◆ PAGE EXCERPT:
I suppose alot of people may be upset by this. I view it very positively. Military historian Victor David Hanson talked about the rustic Italian farmer that contributed to the superior effectiveness of Roman armies. (See Carnage and Culture 115-117) So when I see an article like the one you pointed out, I think of the courage and sacrifice displayed by our pioneers as being excactly the time of qualities needed to make an effective soldier. Thanks for bringing it up. Do you have acess to the original source?
Morgan, it’s an advertisement in the Improvement Era — I’d have to flip through again to identify the precise page.
This appeared in the earliest months of the war when the church, along with everybody else in the US, was adjusting to the new footing. The talks and articles are filled with militaristic images and language, even when the topics are subjects that ordinarily have no connection to war. This ad, I think, stretches farther than most to find a way to cast college education as a patriotic duty in wartime. There’s certainly nothing wrong with that — it just catches the eye because it is SO much a product of its time.
(I get caught in enough typos that I generally don’t tease anybody about them. Sometimes I even fix them silently so that the commenter isn’t embarrassed. I would have done that for you, except I didn’t want to delete your joke. That’s what you get for spotting your typo before I do. 🙂 )
Comment by Ardis E. Parshall — March 20, 2009 @ 1:59 pm
Do you now of any LDS museums that have a collection of these kind of things?
If by that you mean copies of the Improvement Era, then yes, they’re available at the Church History Library in Salt Lake, at the BYU library, possibly at the UofU and other universities in Utah. (I don’t think the online Era files available by subscription through LDS Library include images, unless they have upgraded recently.)

◆ RAW DATA:

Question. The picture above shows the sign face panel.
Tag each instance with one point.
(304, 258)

◆ WHAT TO WORK ON: In the comment thread, which publication ran the advertisement being discussed? The listing has nothing to do with this.

◆ ANSWER BELOW: The Improvement Era.